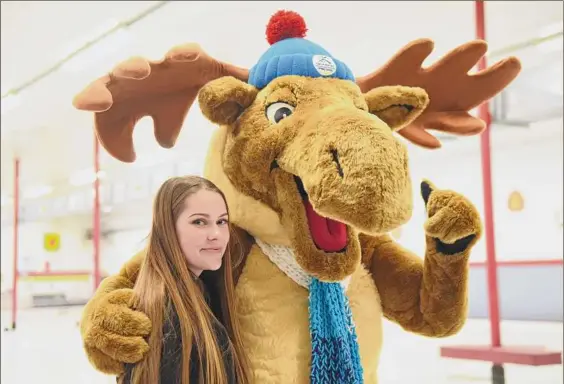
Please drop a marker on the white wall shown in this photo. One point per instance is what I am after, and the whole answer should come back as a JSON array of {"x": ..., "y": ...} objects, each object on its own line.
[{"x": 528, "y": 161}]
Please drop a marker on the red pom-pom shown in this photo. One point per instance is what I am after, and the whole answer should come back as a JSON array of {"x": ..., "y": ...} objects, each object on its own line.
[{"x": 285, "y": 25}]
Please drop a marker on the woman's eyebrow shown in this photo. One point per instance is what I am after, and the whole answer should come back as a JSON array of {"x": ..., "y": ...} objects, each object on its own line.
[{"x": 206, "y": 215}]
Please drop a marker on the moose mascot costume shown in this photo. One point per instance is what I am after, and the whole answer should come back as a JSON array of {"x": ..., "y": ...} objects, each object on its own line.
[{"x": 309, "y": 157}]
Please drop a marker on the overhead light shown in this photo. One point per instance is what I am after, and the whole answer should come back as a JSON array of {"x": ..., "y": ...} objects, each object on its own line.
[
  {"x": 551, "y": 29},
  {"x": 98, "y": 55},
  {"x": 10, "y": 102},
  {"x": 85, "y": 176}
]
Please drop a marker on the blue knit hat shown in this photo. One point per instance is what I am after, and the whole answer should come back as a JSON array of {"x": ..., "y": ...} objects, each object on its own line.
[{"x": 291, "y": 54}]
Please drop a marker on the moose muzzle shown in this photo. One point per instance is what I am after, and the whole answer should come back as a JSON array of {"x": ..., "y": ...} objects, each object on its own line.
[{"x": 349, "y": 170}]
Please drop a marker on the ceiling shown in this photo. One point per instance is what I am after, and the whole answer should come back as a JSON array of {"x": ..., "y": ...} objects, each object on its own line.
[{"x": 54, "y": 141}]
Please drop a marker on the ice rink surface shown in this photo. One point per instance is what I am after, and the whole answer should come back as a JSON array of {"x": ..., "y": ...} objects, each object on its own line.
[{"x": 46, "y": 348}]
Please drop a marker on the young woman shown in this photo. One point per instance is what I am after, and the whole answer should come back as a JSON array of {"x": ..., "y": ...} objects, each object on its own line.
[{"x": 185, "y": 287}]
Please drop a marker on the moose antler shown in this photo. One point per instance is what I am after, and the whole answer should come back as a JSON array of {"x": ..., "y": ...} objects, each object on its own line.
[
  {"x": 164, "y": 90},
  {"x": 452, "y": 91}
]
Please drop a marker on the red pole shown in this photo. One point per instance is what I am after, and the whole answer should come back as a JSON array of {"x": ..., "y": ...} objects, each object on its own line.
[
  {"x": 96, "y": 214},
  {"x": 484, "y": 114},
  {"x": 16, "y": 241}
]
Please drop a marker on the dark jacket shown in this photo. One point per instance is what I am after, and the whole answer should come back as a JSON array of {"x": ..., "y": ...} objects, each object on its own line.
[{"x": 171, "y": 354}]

========================================

## Direction:
All records should be output exactly, with the pictures left out.

## Finished task:
Please drop a marker on the white wall shown in this photo. One point per instance is what I am after, and the whole answer should come back as a JSON array of {"x": ..., "y": ...} objects, each object on its own line.
[{"x": 528, "y": 161}]
Please drop a marker on the red pom-pom shown in this photo. One point per instance is what I am after, and the whole answer should come back as a JSON array of {"x": ..., "y": ...} objects, each object on its own line.
[{"x": 285, "y": 25}]
Please drop a marker on the woman's eyebrow shown in this photo. One point per instance is what I am after, and the whole answer should come back as a JSON array of {"x": ..., "y": ...} objects, each object on its own line.
[{"x": 206, "y": 215}]
Please drop a marker on the moose mascot costume shown in this photo. One point per instance is what I am after, and the whole answer should come back as a JSON array of {"x": ..., "y": ...} objects, each object on its own line.
[{"x": 309, "y": 157}]
Please drop a marker on the overhead light shown in this photo. One point per instance is what I am after, and the whole answer should come back as a JSON array of {"x": ..., "y": ...} objects, each object on its own line.
[
  {"x": 551, "y": 29},
  {"x": 98, "y": 55},
  {"x": 10, "y": 102},
  {"x": 85, "y": 176}
]
Please drop a marker on the blue knit hat shown in this photo. One point per instance is what I am after, and the whole answer should come back as a JSON array of {"x": ..., "y": ...} objects, each object on its own line.
[{"x": 291, "y": 54}]
Please drop a marker on the moose muzzle shown in this photo. One point per instance is what I am after, and the whole answer should come back as a JSON array of {"x": ..., "y": ...} objects, each object on its own line.
[{"x": 349, "y": 170}]
Please drop a marker on the ceiling shown in this photo. One point per instance is what I am after, and the whole answer should come back as a JSON array of {"x": ..., "y": ...} objects, each object on its own line.
[{"x": 54, "y": 141}]
Please drop a marker on the ice rink surface shown in this photo. One point per instance is what I am after, and the whole answer should come back as a JSON array of {"x": ..., "y": ...} objects, each object on its own line.
[{"x": 46, "y": 348}]
Please drop a marker on the young woman shown in this photo. One point per instance is what I am after, and the whole answer should come back as a JSON array of {"x": ..., "y": ...} objects, each object on its own line.
[{"x": 185, "y": 287}]
Please drop a marker on the moose antler shown in this photo. One point per instance is what I am after, and the whole answer should come back as a JSON array of {"x": ..., "y": ...} objects, each object on its own line.
[
  {"x": 164, "y": 90},
  {"x": 452, "y": 91}
]
Please drop a marker on the red pole shown in this photo. One point per instance is what I am after, and the whole answer should come back as a JSON array of {"x": ..., "y": ...} objects, each object on its own line.
[
  {"x": 96, "y": 214},
  {"x": 484, "y": 114},
  {"x": 16, "y": 241}
]
Please drop a marker on the dark jacket shown in this photo. One point per instance is what I am after, and the whole answer should come back as a JSON array of {"x": ..., "y": ...} objects, each object on its own line.
[{"x": 171, "y": 354}]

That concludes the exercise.